## Text excerpt

Putting aside such celebrities, influencers typically gain the statuses and sought-after content creators they have because they've proven themselves adept at creating original content, with a distinguished voice and aesthetic.
When brands develop partnerships with influencers, they have the opportunity to tap into highly creative minds who can put their own spins on a branded message, to connect with a new audience. Although it can be difficult to place trust in the hands of an individual content creator, more often than not, it’s worth it.
Not having enough creative input is a common grievance among influencers, and according to eConsultancy, 93 percent of influencers believe they should have full narrative control.
While garnering full control is probably a longshot, especially given how much money brands are pouring into influencer marketing, both brands and influencers must work together to strike a balance. Audiences are immediately turned off by content that appears inauthentic to the influencer.
Take a multi-channel influencer approach.
It’s tempting to offer influencers a blanket set of campaign guidelines to cover every social channel, but taking a one-size-fits-all approach does not play to the unique strengths and attributes of each channel. Just as Instagram, Facebook, YouTube, Twitter and Snapchat are all distinct, content expectations and guidelines created for these specific channels should vary.
For example, tracking options across each platform are wildly different; while you may be able to track and retarget the clicks from a YouTube video, Instagram’s lack of link real-estate makes tracking a bit murkier.

## Source material

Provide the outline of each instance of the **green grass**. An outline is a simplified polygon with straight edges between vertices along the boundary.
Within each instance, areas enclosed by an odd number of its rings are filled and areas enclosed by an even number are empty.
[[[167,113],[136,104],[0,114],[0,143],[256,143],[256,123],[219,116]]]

## Required task
Reproduce the influencer marketing text word for word, starting with "When brands develop" and going on through "full narrative control.". The material has nothing to do with the influencer marketing text.

## Exercise response
When brands develop partnerships with influencers, they have the opportunity to tap into highly creative minds who can put their own spins on a branded message, to connect with a new audience. Although it can be difficult to place trust in the hands of an individual content creator, more often than not, it’s worth it.
Not having enough creative input is a common grievance among influencers, and according to eConsultancy, 93 percent of influencers believe they should have full narrative control.